Problem to solve | Within the records below is a range that opens at the line with "drop a dot on the utility" and closes at the line with "drop a dot on the white". Return that range word for word, both ends included, and only that range.

Data for this task |
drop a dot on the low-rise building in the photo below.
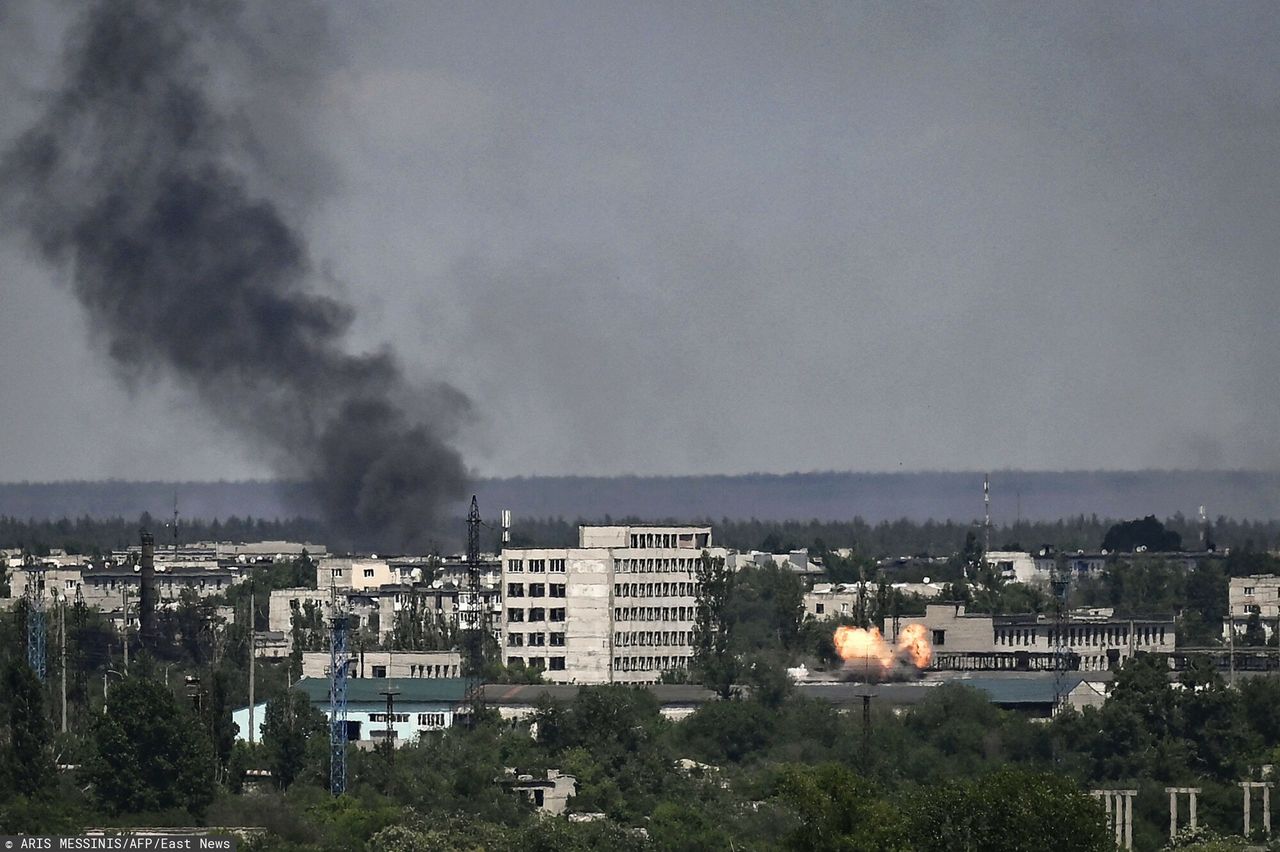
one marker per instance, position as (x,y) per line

---

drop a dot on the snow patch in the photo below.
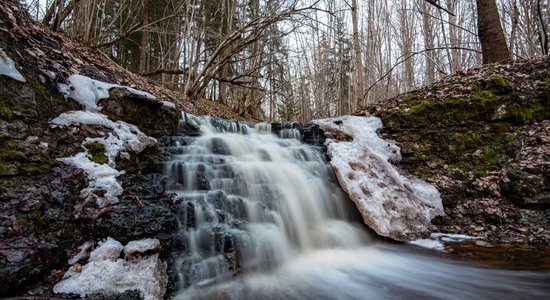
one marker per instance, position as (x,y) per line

---

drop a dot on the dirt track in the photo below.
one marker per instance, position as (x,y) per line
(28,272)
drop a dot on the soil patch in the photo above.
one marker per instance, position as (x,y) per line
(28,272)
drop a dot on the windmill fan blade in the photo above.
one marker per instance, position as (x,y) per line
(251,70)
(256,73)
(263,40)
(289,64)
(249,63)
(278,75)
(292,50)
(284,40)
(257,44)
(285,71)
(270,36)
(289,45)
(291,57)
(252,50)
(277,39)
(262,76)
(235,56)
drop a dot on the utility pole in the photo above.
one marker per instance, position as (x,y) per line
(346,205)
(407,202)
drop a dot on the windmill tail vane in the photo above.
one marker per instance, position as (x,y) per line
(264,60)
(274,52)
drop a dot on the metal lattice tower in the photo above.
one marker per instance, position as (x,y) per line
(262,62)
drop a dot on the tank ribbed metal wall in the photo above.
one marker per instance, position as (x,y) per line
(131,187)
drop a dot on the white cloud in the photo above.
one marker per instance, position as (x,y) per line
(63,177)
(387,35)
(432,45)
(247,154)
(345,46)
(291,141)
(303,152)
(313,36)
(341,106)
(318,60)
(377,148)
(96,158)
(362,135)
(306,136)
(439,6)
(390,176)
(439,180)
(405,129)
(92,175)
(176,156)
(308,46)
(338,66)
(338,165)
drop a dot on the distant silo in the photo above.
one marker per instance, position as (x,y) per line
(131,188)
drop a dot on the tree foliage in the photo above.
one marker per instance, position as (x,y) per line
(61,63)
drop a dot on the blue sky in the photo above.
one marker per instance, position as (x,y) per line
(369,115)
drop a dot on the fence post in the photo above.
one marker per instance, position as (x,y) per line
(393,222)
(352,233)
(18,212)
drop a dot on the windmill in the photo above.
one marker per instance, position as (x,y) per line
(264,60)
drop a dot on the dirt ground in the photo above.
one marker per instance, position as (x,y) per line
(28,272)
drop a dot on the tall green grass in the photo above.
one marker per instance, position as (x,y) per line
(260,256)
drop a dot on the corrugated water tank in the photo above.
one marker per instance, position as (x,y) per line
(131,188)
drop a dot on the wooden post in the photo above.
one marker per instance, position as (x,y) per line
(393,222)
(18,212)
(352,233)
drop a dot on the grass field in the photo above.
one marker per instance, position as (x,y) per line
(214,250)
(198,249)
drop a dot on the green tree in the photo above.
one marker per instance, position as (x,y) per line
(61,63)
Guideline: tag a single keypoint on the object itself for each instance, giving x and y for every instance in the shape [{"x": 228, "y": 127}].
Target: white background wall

Result for this exercise |
drop a dot on the utility pole in the photo above.
one marker per instance, position as (x,y) per line
(346,205)
(407,202)
drop a dot on the windmill tail vane in the photo above.
one marker per instance, position as (x,y) per line
(264,60)
(274,52)
drop a dot on the metal lattice tower in the photo above.
one marker per instance, position as (x,y) per line
(262,62)
drop a dot on the tank ribbed metal wall in the photo above.
one marker per instance, position as (x,y) per line
(131,187)
drop a dot on the white cloud in the photo above.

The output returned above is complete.